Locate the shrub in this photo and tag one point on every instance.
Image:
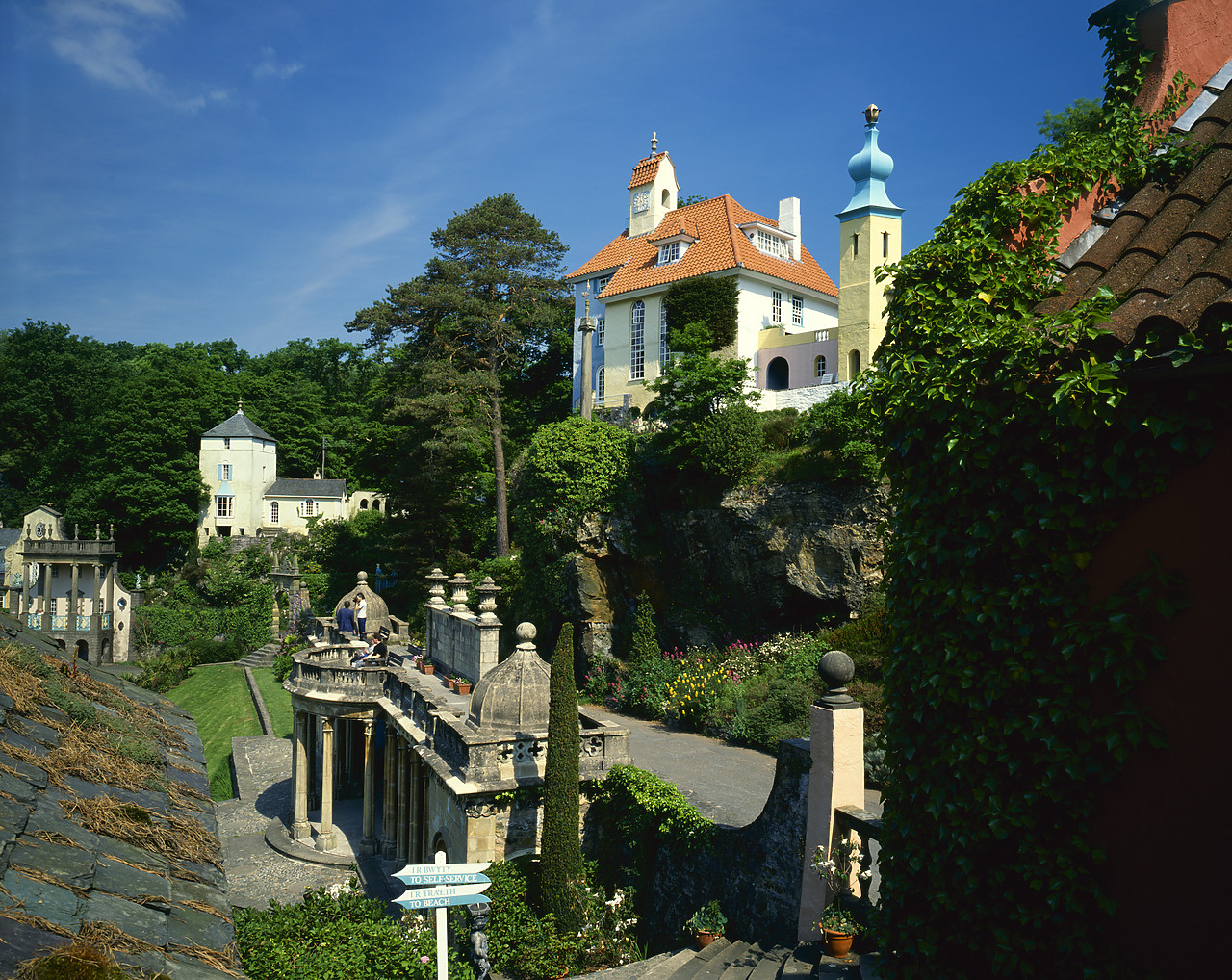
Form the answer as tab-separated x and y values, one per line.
343	935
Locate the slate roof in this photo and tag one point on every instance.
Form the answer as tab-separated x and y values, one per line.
1168	253
300	488
721	245
65	874
241	426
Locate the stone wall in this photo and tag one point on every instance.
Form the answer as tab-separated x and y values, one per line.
756	871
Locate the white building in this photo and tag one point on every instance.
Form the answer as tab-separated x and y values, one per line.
239	462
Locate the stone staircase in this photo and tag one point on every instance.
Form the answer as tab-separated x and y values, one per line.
263	656
739	961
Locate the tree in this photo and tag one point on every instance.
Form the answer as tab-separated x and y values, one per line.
711	302
483	304
561	849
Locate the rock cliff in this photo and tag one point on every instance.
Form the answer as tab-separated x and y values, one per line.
761	559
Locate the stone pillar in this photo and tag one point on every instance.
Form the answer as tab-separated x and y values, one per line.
836	779
416	853
588	329
390	812
369	842
300	829
403	804
96	605
328	838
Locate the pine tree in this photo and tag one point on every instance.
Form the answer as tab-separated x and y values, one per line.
561	860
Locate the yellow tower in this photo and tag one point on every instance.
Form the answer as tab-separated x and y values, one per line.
870	236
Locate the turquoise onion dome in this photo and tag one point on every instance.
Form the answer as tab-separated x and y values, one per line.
870	168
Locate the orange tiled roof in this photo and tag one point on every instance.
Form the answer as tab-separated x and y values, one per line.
1167	253
646	169
720	246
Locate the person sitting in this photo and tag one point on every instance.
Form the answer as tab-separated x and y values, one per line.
346	618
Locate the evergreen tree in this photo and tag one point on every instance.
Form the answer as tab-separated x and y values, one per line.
562	851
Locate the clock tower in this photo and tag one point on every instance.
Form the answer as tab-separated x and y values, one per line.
652	192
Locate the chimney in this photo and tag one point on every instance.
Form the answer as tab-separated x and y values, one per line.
788	220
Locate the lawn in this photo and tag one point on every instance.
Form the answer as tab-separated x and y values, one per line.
217	698
277	700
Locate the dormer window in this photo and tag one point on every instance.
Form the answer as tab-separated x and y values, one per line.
769	241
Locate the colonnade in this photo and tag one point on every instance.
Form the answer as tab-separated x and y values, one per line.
403	781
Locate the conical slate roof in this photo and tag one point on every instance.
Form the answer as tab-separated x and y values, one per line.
239	426
513	697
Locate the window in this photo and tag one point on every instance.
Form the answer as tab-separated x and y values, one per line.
663	335
637	343
669	253
771	245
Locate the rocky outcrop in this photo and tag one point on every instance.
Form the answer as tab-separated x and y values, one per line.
761	559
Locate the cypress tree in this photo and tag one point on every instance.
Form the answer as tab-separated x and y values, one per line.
561	860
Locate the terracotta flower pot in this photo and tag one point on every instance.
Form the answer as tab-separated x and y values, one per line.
838	943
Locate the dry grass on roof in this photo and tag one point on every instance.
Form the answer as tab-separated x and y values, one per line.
176	838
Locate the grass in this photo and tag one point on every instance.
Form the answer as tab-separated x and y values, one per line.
277	700
218	700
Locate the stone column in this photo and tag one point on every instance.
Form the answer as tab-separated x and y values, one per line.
96	605
369	842
300	829
390	812
588	329
418	852
403	803
836	778
328	838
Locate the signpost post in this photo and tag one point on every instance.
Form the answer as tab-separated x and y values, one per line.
440	886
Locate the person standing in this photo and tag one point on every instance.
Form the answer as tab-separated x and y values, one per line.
346	618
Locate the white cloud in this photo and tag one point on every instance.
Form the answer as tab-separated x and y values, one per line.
104	39
271	68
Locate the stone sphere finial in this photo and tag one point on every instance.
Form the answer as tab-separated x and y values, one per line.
835	669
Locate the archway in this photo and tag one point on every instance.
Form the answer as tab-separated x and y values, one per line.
778	374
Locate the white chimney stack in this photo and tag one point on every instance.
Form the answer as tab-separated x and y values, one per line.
788	220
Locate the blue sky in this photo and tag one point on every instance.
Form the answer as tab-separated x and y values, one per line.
260	169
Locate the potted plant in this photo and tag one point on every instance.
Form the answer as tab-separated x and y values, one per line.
838	926
707	923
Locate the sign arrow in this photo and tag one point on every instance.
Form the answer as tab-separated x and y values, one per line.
444	878
431	901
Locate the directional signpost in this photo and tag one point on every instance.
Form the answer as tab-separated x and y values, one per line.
439	886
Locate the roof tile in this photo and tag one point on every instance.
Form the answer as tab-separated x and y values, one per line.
720	246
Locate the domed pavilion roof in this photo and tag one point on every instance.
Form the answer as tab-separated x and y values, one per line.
513	697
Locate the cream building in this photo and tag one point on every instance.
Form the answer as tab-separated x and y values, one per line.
239	464
800	333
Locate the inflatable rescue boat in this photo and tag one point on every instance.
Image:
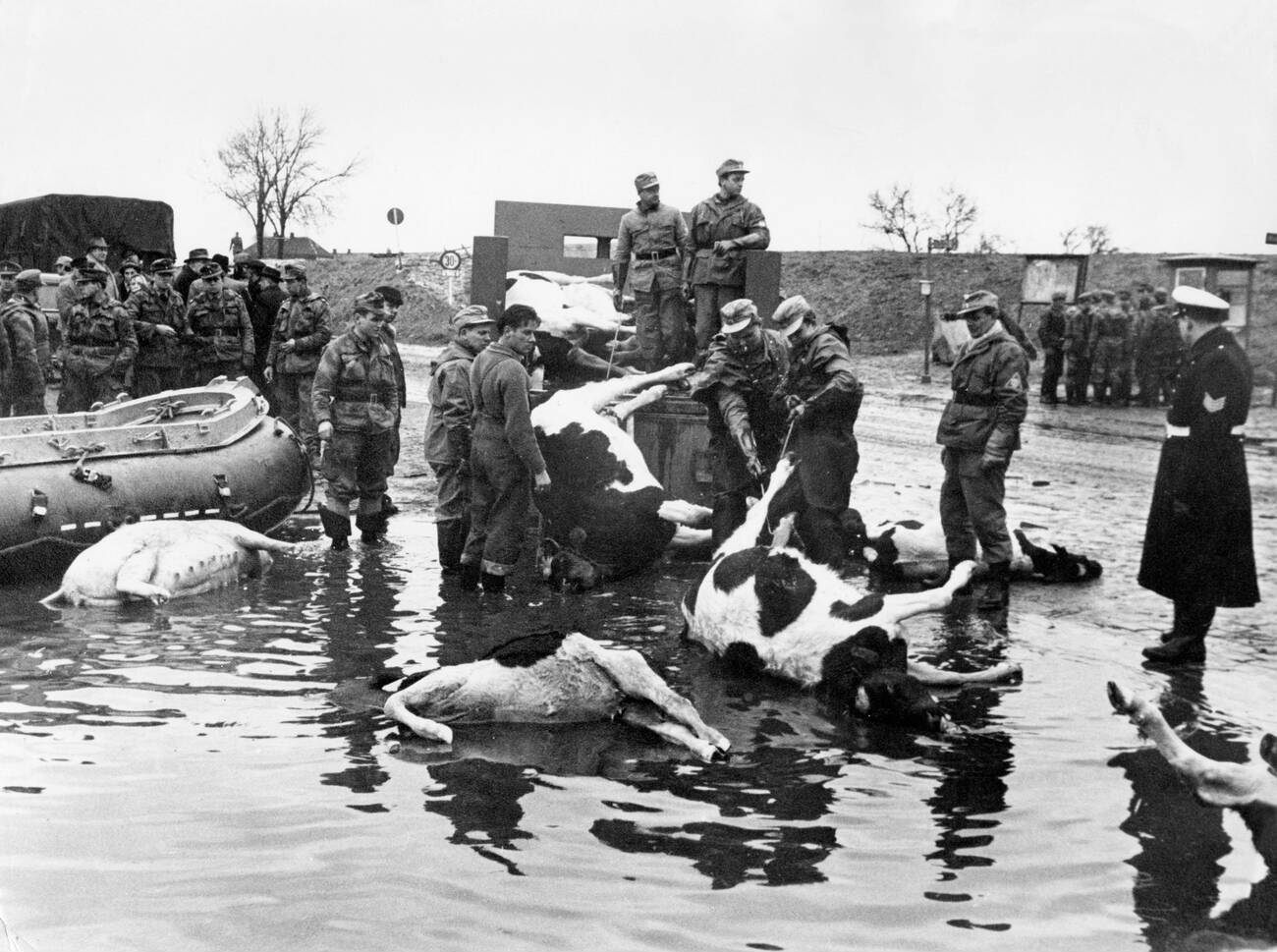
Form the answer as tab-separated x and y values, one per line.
204	453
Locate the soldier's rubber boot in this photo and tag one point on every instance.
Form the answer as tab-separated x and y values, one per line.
997	588
336	528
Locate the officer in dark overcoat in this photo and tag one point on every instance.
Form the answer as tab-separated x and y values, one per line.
1198	548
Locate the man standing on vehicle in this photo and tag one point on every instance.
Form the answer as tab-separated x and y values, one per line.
724	226
979	428
658	238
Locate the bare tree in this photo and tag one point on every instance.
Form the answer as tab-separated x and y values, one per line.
897	216
247	174
301	186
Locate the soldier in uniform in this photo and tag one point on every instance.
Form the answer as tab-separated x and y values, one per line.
979	429
218	326
21	319
1110	347
98	347
724	226
822	399
505	460
1198	547
658	237
447	429
394	302
742	383
356	400
1052	332
302	330
160	321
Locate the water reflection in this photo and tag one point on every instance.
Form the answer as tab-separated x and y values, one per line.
1183	845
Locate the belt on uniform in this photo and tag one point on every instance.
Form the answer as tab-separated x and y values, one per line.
973	399
1240	429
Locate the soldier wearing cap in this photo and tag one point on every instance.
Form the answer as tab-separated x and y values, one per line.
742	385
303	327
160	321
505	460
979	429
447	429
394	302
98	345
822	399
218	326
1198	547
659	241
724	226
356	402
25	334
1110	349
1052	331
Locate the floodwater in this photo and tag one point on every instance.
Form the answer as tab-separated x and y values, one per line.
209	774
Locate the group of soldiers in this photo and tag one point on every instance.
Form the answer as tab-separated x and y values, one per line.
1112	341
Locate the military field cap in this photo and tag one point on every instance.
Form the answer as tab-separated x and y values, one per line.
739	314
790	314
1200	305
370	303
977	301
394	297
27	280
472	314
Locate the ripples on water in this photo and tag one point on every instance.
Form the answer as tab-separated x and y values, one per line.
209	774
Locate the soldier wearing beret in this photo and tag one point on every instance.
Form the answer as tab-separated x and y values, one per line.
356	402
98	345
659	241
303	327
741	383
25	334
1198	548
822	399
220	328
160	321
979	429
448	428
724	226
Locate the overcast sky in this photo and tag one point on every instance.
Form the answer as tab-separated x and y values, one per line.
1156	118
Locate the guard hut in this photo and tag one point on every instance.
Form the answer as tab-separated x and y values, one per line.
576	239
1230	276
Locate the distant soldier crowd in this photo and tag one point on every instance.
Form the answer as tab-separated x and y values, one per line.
1125	345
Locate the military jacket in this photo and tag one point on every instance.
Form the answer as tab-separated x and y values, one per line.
354	386
307	323
715	220
220	326
659	241
149	308
447	429
990	400
100	327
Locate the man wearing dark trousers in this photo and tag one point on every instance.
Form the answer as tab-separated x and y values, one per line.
1198	546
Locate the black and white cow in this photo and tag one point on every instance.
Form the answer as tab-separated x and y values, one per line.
605	515
550	678
773	611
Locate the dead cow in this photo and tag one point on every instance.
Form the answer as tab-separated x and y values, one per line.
777	612
549	678
605	514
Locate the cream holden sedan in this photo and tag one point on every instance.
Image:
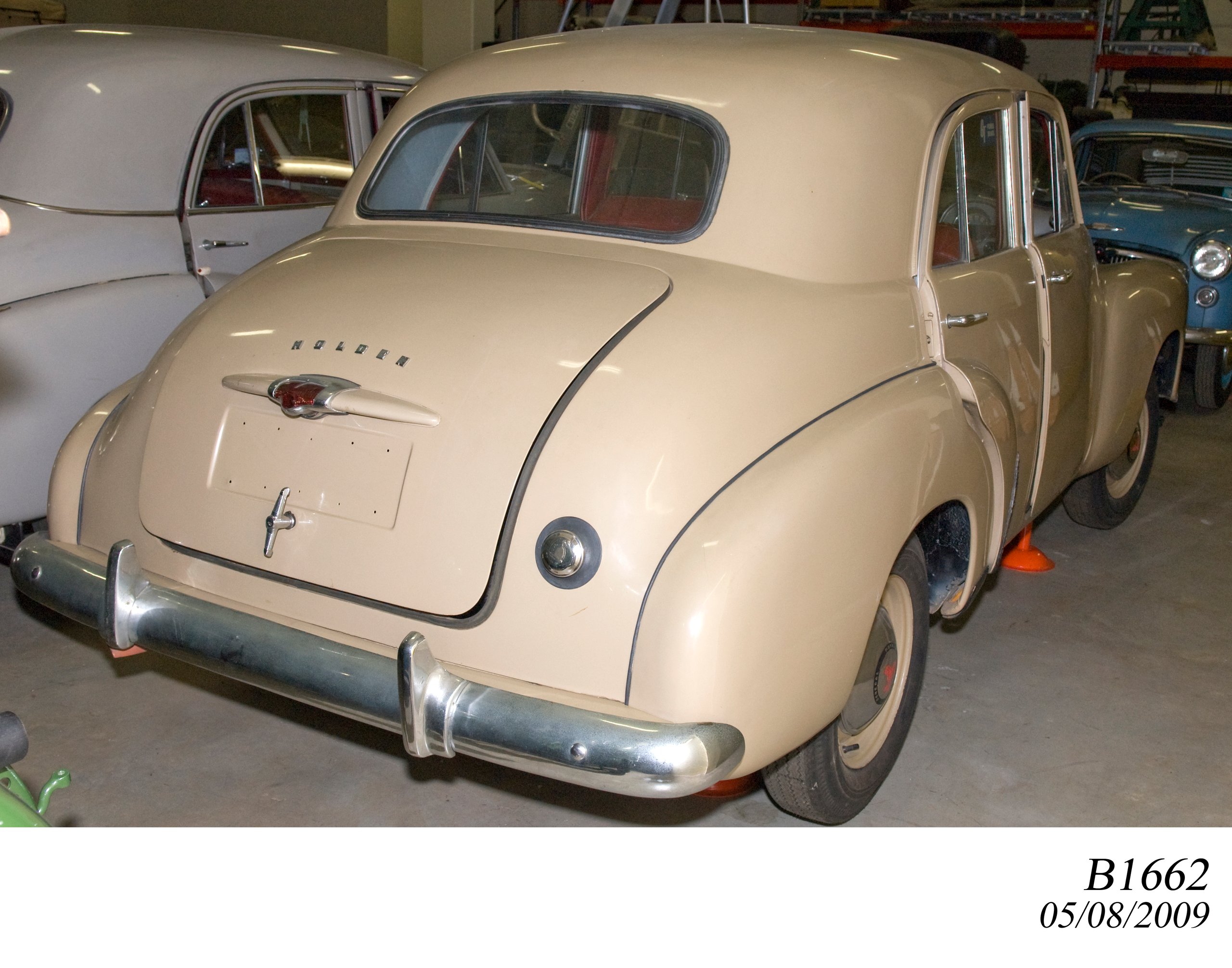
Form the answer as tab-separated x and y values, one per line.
641	400
141	169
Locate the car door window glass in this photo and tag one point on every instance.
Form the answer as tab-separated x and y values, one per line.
304	151
971	219
227	170
984	155
948	242
1043	181
1064	194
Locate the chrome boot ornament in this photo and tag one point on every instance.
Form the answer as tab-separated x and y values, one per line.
280	520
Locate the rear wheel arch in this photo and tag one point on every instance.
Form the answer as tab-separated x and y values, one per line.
759	612
945	537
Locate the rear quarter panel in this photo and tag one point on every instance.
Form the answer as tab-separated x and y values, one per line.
1142	303
760	612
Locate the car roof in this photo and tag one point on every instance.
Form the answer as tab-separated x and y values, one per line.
103	117
830	131
1156	126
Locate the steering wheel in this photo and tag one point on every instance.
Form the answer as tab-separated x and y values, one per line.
1110	175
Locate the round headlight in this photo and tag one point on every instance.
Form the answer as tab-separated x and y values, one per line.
568	552
564	554
1211	260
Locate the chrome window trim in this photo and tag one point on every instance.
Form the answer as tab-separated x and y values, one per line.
5	110
208	211
83	211
722	153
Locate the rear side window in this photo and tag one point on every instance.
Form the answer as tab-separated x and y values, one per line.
285	149
610	169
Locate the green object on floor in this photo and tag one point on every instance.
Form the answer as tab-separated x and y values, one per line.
19	806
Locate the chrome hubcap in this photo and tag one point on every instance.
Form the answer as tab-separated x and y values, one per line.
873	707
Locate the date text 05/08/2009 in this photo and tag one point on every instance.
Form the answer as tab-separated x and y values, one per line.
1158	875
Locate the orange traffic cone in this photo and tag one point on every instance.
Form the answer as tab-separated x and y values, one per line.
1023	557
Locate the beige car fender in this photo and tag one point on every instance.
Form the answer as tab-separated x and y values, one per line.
1143	303
759	612
68	473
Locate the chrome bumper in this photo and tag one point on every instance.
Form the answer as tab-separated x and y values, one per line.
1209	336
438	712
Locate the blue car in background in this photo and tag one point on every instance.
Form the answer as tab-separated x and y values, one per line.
1165	189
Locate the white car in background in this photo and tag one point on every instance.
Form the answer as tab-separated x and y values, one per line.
128	182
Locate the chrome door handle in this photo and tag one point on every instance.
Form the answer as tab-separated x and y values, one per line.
969	319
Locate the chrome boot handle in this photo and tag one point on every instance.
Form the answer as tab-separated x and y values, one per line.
969	319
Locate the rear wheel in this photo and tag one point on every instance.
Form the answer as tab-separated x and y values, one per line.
833	776
1105	498
1213	376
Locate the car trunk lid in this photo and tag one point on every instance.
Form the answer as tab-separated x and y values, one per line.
408	510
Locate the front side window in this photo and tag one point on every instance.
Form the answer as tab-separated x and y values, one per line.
557	164
971	219
302	153
1163	160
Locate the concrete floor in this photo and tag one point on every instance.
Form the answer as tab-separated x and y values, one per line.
1094	695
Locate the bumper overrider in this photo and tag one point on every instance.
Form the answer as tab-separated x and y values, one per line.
436	712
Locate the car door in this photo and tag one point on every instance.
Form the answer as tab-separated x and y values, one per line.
269	173
1068	269
984	284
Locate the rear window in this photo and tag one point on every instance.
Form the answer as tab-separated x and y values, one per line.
613	169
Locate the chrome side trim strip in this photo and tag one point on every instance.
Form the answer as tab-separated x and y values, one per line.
438	713
82	211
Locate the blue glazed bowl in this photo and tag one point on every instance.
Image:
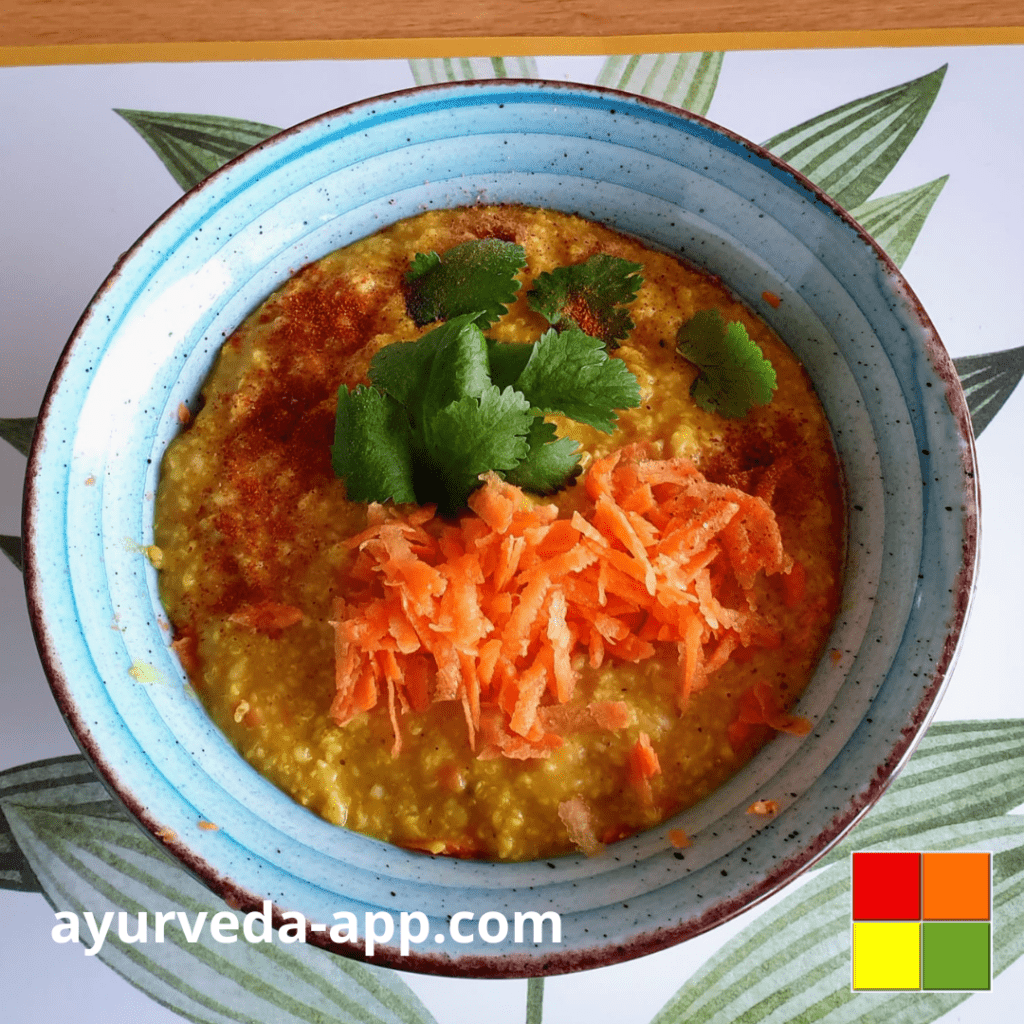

- [REQUIRED TASK] How many lines of the material above contain the string "tower"? Reply with the number alone.

- [EXERCISE RESPONSE] 2